►

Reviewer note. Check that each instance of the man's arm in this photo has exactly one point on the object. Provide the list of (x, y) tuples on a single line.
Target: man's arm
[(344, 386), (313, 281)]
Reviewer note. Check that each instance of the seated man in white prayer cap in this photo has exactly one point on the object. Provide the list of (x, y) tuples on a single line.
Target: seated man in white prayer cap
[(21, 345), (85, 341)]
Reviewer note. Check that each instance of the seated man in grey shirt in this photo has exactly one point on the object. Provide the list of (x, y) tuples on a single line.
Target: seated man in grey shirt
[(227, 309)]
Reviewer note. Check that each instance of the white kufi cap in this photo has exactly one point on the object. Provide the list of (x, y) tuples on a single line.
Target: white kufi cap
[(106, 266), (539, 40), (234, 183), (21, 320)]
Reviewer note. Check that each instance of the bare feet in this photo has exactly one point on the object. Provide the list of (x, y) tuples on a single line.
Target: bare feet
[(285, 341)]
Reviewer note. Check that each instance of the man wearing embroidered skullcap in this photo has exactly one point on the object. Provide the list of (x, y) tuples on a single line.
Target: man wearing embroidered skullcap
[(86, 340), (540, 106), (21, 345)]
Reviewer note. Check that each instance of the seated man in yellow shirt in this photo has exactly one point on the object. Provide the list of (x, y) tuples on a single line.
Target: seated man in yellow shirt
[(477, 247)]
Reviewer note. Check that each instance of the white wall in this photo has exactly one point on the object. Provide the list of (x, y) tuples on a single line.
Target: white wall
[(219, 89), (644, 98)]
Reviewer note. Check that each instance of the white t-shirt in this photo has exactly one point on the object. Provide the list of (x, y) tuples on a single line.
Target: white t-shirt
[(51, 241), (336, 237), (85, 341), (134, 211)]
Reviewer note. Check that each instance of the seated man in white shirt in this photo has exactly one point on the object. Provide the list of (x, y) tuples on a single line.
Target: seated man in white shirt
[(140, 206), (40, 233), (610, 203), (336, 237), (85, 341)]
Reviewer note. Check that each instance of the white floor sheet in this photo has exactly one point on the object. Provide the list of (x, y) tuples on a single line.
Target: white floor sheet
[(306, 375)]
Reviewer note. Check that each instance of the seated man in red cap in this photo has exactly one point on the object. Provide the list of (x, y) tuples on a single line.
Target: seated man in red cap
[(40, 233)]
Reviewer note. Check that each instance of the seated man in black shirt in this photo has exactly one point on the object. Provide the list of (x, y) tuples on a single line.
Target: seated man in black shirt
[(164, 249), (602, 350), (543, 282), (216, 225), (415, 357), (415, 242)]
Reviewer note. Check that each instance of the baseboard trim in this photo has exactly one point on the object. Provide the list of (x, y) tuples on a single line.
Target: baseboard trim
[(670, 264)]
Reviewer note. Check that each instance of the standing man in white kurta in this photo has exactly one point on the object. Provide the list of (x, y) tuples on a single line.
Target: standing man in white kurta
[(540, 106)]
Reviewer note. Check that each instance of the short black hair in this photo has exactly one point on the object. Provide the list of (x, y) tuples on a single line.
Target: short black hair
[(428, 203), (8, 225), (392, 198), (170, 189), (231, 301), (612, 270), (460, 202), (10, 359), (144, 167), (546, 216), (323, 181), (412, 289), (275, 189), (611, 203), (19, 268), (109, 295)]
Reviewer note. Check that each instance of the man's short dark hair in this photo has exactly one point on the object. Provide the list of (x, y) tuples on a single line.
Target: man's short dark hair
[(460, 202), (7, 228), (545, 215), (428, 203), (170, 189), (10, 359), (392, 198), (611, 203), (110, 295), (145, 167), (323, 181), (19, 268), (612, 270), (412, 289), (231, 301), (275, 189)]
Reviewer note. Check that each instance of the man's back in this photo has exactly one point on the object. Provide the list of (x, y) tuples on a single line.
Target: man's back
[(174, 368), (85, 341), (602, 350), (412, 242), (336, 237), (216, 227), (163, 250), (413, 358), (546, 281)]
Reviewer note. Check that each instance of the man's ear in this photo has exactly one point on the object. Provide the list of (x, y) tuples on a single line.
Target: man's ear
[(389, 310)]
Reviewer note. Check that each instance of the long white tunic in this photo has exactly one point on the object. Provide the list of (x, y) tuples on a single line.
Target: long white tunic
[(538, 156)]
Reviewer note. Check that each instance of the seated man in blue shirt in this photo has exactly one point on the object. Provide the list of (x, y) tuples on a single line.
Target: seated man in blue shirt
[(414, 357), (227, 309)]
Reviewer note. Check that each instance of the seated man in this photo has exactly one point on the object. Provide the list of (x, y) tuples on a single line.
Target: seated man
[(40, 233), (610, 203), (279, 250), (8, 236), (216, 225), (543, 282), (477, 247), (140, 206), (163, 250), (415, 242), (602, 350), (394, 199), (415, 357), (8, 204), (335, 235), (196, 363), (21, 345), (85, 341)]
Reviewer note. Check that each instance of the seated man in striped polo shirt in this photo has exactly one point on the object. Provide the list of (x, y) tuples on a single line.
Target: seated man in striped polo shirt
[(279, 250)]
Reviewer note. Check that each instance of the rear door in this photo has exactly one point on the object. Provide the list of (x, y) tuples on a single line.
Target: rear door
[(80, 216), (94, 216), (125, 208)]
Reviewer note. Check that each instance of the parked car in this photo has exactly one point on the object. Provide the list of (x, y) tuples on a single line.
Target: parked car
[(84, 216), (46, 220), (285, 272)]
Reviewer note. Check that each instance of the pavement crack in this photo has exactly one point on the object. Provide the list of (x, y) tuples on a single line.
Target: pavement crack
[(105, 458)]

◄

§ WRITTEN REQUEST
Copy all of the lines above word for word, changing nothing and leaving none out.

§ RESPONSE TO THE EXERCISE
Reviewer note. Check that each instance of the man's arm in this photo has exactly one point on the object. Provide the list of (x, y) tuples on a single line.
Target: man's arm
[(344, 386), (313, 281)]
Reviewer note. Check that each instance of the seated man in white prayer cap in this photo has exactly one point on the object. Provide the list of (x, y) tuples on a single line.
Target: seated man in white prayer cap
[(21, 345), (85, 341)]
Reviewer note. Check that each instance of the seated man in grey shirt in this photo has exactly one point on the object. Provide the list of (x, y) tuples on a single line.
Target: seated man in grey shirt
[(227, 309)]
Reviewer note. Check that each instance of the white kufi cap in this photo has exactly one point on the object. Provide the list of (x, y) tuples on a single line.
Target: white kufi cap
[(106, 266), (539, 40), (234, 183), (21, 320)]
Reviewer note. Check that each instance of the bare feet in this photo has exactly one point on the object. Provide the list of (x, y) tuples on a single line.
Target: bare feet
[(285, 341)]
Reviewer note. Check that each instance of the man wearing embroidered skullcap in this photo has exactly one point on the object. Provide the list of (x, y) tuples on a single line.
Target: man wearing embroidered skullcap
[(86, 340), (540, 106), (21, 345)]
Reviewer note. Check that each instance of the seated man in yellow shirt in this photo has exactly one point on the object. Provide the list of (x, y) tuples on a single line.
Target: seated man in yellow shirt
[(477, 247)]
Reviewer note. Check that each instance of the white wall in this photo has exactly one point on the object. Provide the list of (x, y) tuples on a single line.
Target: white wall
[(219, 89), (644, 98)]
Reviewer note. Check that each instance of the white t-shirt in this photo has exactly one point on the object. Provide the list of (x, y) tuples on a single line.
Target: white t-shirt
[(51, 241), (336, 237), (85, 341), (134, 211)]
Reviewer note. Check that each instance of the seated man in white shirt in this photo has exactly one point on the object. Provide the list of (x, y) tuples on a single line.
Target: seated man in white shirt
[(140, 206), (40, 233), (610, 203), (336, 237), (85, 341)]
Reviewer note. Check that each instance of the white floor sheet in this photo has exactly one point on the object. Provide the list of (x, y) tuples on a single line.
Target: white floor sheet
[(306, 375)]
Reviewer note. Check that each instance of the seated man in red cap in this photo has exactly one point on the object. Provide the list of (x, y) tuples on a single line.
Target: seated man in red cap
[(40, 233)]
Reviewer note. Check that each instance of the seated man in black shirt in this photo has exactly one point on the object. Provide the list of (x, y) tuples on a single line.
Target: seated man in black shirt
[(164, 249), (602, 350), (543, 282), (216, 225), (415, 357), (415, 242)]
Reviewer note. Check that each instance of the baseboard trim in this photo has exactly one point on the object. Provide the list of (x, y) tuples on a single line.
Target: baseboard trim
[(670, 264)]
Reviewer note. Check that each instance of the standing man in white kurta in this photo has exactly one point on the object. Provide the list of (x, y) tuples on a single line.
Target: standing man in white kurta
[(540, 106)]
Reviewer note. Check that each instance of the short black hair in this photo has exactly one point on the object. Provide the list of (x, y) tuples on a single line.
Target: short black hair
[(428, 203), (8, 225), (392, 198), (170, 189), (231, 301), (612, 270), (460, 202), (10, 359), (144, 167), (546, 216), (323, 181), (412, 289), (275, 189), (611, 203), (19, 268), (109, 295)]
Reviewer note. Check that each instance of the man's short dark hair in this photo has exactly one point on the object. Provide the list of (x, y) tuples on a single line.
Target: man's short dark hair
[(460, 202), (7, 228), (545, 215), (428, 203), (170, 189), (10, 359), (392, 198), (611, 203), (110, 295), (145, 167), (323, 181), (19, 268), (612, 270), (412, 289), (231, 301), (275, 189)]
Reviewer note. Check that each instance of the man's back in this photo has exactly one point on the object. Provide the list of (x, y) tuples on a single line.
Target: man's back
[(174, 368), (85, 341), (602, 350), (412, 242), (336, 237), (216, 227), (163, 250), (413, 358), (546, 281)]
Reviewer note. Check that each instance of the man's ear in this photo has exactly one point on the object. Provide the list of (x, y) tuples on a single line.
Target: man's ear
[(389, 310)]
Reviewer note. Check that each instance of the long white tunic in this photo has exactly one point on the object. Provide the list of (x, y) tuples on a single line.
Target: long white tunic
[(538, 156)]
Reviewer note. Check that each instance of the seated man in blue shirt in this photo has exactly one point on the object. Provide the list of (x, y) tuples on a single line.
Target: seated man in blue shirt
[(414, 357), (227, 309)]
Reviewer note. Check that each instance of the seated man in this photo has exactly one point on the object. Provide the list of (x, y) tuples on a single line.
Target: seated man
[(40, 233), (610, 203), (279, 250), (8, 236), (216, 225), (543, 282), (477, 247), (140, 206), (163, 250), (415, 242), (602, 350), (394, 199), (415, 357), (8, 204), (335, 235), (196, 363), (21, 345), (85, 341)]
Reviewer note. Check that each instance of the seated man in striped polo shirt in this photo has exactly one point on the object. Provide the list of (x, y) tuples on a single line.
Target: seated man in striped polo shirt
[(279, 250)]
Reviewer note. Check that each instance of the rear door in this photo has exactly one point on the object. Provide the list of (x, y) tuples on a single line.
Target: rear door
[(80, 216), (94, 216), (125, 208)]
Reviewer note. Check that each instance of the parked car in this photo has exactly one point on the object. Provide the list of (x, y) tuples on a single line.
Target: parked car
[(84, 216), (46, 220), (285, 272)]
Reviewer note. Check that each instance of the pavement crack in this photo has exactly one point on the object. Provide the list of (x, y) tuples on a single line.
Target: pavement crack
[(105, 458)]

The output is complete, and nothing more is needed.